__QUOTED PASSAGE__:

But Democrats maintained that their opposition to the rules goes beyond any concerns about DeLay. They have been particularly opposed to a rule that any complaint against a House member will be thrown out after 45 days if the panel, composed of five Democrats and five Republicans, were to be deadlocked on how to proceed. Under previous rules, such a deadlock would trigger further investigation.

The announcement by Hastings appeared to signal a new willingness among Republicans to address accusations that DeLay, one of the party's most powerful leaders, may have abused his position. DeLay is accused of taking several overseas trips at the expense of interest groups with business before the Congress. DeLay has said he thought the trips were covered by nonprofit groups and did not violate any House rules.

The Associated Press also reported yesterday that DeLay treated his donors to a concert from an arena skybox leased by a lobbyist, Jack Abramoff, who is under criminal investigation. House rules require that members reimburse interest groups for any significant benefits they receive, including entertainment for members or their friends.

DeLay said in a statement after Hastings's announcement that he welcomes a chance to clear his name, but he stopped short of endorsing an investigation: ''I've sent letters to the committee asking to appear before the chairman and ranking member to discuss matters. And for more than a month, I've said I hope for a fair process that will afford me the opportunity to get the facts out and set the record straight. I welcome the opportunity to address this with the committee."

DeLay has consistently denied any wrongdoing. DeLay's campaign office recently mailed a six-page letter to his constituents in the Houston area defending his record and accusing a ''left-wing syndicate" of smearing him and trying to bring him down. The flier stated that ''Tom DeLay has never been found in violation of any law by anyone."

Democrats have long criticized the conservative Republican, blaming him for the rancorous atmosphere of the Republican-controlled House. They have complained about what they describe as DeLay's heavy-handed style of leadership -- one of his nicknames is ''the hammer" -- and accused him of shutting them out of key deliberations.

The House Ethics Committee has been the focus of fierce controversy since it admonished DeLay last fall for other questionable activities, including pressuring a fellow lawmaker on a Medicare vote. The chairman at the time, Representative Joel Hefley, a Colorado Republican considered an independent GOP voice, was later removed from his post by House Speaker J. Dennis Hastert, Republican of Illinois. The move was derided by Democrats who charged that Hefley was being punished for rebuking DeLay.

Since then, DeLay has been the subject of news reports raising ethical complaints about him, including a $60,000 trip to Russia funded by a business in the Bahamas, a $106,000 trip to South Korea financed by a lobbying group set up by South Korean businessmen, and a $70,000 trip to London and Scotland partly financed by an American Indian tribe and gambling interests.

The interest groups funneled the money through nonprofit organizations. DeLay has said he was not aware that the interest groups were covering any expenses.

Meanwhile, some of DeLay's political allies have been indicted in unrelated fund-raising irregularities in Texas.

Hastings said yesterday that the Ethics Committee was prepared to use its power to investigate information gleaned ''through public and other sources." He was accompanied for the announcement by Representatives Melissa Hart of Pennsylvania, Tom Cole of Oklahoma, and Judy Biggert of Illinois, all Republicans. The only ethics panel Republican missing was Lamar Smith of Texas.

The ethics panel is the one committee in the House that has equal representation among Republicans and Democrats. Mollohan, the committee's ranking Democrat, and others in his party have refused to allow the full committee to convene in 2005 in protest of the rules changes.

Without the support of at least one Democrat, the probe cannot begin.

__DATASET__:

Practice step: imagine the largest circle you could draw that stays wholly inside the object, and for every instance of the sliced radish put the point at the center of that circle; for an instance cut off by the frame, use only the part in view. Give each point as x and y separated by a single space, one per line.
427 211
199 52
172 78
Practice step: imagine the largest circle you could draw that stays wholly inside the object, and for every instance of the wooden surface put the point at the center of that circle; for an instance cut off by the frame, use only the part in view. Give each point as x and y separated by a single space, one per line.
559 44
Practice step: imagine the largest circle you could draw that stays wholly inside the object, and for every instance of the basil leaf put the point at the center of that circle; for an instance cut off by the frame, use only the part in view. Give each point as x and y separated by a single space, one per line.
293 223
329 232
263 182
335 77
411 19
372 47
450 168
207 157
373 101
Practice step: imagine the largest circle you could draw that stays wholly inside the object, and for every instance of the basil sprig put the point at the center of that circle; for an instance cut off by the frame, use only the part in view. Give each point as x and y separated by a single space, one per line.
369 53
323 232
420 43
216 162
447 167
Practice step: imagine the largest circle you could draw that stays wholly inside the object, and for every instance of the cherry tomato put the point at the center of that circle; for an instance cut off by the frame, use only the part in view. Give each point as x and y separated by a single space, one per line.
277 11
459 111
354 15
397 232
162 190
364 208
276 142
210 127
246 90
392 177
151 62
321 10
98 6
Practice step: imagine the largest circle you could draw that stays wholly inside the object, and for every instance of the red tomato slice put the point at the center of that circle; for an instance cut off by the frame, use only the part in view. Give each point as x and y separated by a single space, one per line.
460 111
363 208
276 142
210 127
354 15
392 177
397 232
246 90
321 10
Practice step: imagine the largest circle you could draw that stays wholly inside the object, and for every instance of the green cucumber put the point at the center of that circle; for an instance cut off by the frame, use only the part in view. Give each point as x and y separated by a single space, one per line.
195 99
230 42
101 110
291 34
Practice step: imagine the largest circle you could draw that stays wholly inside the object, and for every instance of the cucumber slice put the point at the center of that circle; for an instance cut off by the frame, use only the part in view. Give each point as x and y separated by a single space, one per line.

__PROMPT__: In the news article about DeLay, which ethics panel Republican was the only one missing from Hastings's announcement?

__TASK SOLUTION__: Lamar Smith of Texas